Task directions:
Every line of the data below should be printed exactly.

Natural-language object grounding data
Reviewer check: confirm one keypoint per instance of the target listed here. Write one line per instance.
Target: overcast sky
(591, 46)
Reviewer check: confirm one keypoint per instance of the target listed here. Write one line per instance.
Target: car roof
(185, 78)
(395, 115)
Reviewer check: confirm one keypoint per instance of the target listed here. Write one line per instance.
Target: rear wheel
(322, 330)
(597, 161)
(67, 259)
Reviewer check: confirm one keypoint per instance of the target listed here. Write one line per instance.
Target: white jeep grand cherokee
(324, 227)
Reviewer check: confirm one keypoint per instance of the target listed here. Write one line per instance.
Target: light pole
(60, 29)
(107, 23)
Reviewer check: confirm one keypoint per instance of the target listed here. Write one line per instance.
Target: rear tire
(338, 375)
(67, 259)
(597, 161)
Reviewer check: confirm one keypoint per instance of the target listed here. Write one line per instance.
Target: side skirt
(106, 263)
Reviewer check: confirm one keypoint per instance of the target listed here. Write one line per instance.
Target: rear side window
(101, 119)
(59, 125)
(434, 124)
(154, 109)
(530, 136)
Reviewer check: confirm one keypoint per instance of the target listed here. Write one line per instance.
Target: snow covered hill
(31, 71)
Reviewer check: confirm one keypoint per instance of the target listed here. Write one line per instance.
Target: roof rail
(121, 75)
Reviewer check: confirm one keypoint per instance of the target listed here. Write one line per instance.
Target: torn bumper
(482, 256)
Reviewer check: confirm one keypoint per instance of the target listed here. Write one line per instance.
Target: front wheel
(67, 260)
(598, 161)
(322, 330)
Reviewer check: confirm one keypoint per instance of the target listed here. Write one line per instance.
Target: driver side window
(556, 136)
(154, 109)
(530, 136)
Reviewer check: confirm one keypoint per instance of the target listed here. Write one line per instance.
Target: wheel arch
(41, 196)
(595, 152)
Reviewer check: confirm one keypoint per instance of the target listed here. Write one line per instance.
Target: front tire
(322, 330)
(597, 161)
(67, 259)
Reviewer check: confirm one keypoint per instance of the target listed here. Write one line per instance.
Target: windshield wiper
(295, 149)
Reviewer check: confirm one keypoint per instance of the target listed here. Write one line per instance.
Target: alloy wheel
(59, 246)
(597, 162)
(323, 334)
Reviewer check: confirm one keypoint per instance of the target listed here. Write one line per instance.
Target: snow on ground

Your solution:
Reviewer check: confirm one keypoint per instance of the target listed here. Write one line per instance.
Target: overcast sky
(591, 46)
Reviewer check: confirm one keypoint per instance of the target listed here. Write one line per instance.
Target: car roof
(185, 78)
(395, 115)
Reviewer check: confirm one keypoint per instance of the target listed here. Write one line per instance.
Target: rear wheel
(322, 330)
(597, 161)
(67, 259)
Reviewer check: confirm one keypoint per instance of the target listed here. Write one line per instance.
Target: white jeep grand cherokee
(324, 227)
Reviewer check: confirm one keypoint per instance of the target listed here. Write one line per instance.
Target: light pole
(60, 29)
(107, 23)
Reviewer check: confirm one keypoint per instance of the target listed here. Write one line per instance.
Target: rear tire
(338, 375)
(67, 259)
(597, 161)
Reviewer check: confirm one keypoint per instance of the target listed here. Write one line per instance.
Target: side skirt
(106, 263)
Reviewer check: confirm one keypoint per instance of the target listed here. Write one line per instance.
Target: rear side window
(101, 119)
(59, 125)
(434, 124)
(154, 109)
(530, 136)
Reviewer check: confirm one keypoint per instance of the target listed here. Write one line per instance.
Target: snow covered hill
(31, 71)
Reviewer check: confirm one keypoint per instance of the target listed here. Write one line per instance.
Target: roof rail
(121, 75)
Reviewer check: confirm one keypoint per instance of the target listed here. Write one line per instance.
Target: torn bumper
(482, 256)
Reviewer check: confirm one keypoint per instance of the target listed here. Write one line per instance.
Target: front wheel
(67, 260)
(598, 161)
(322, 330)
Reviewer check: confirm one keypoint per instance of the target listed here. Write one line per instance.
Target: driver side window
(556, 136)
(154, 109)
(530, 136)
Reviewer check: confirm one keypoint per instance of the target listed here. Write one line per instance.
Target: wheel arch
(41, 196)
(595, 152)
Reviewer check: confirm one keypoint per instance of the target listed here. Write one line per instance.
Target: front tire
(322, 330)
(597, 161)
(67, 259)
Reviewer check: confirm one keypoint per instance of the target listed here. Write one line per instance.
Target: windshield wiper
(295, 149)
Reviewer check: confirm one keypoint per instance of the target listed here. Write one line per instance.
Target: alloy wheel
(59, 246)
(597, 162)
(323, 334)
Reviewer check: confirm one keypoint per instance of the target listed here. Write one line per instance.
Target: snow on ground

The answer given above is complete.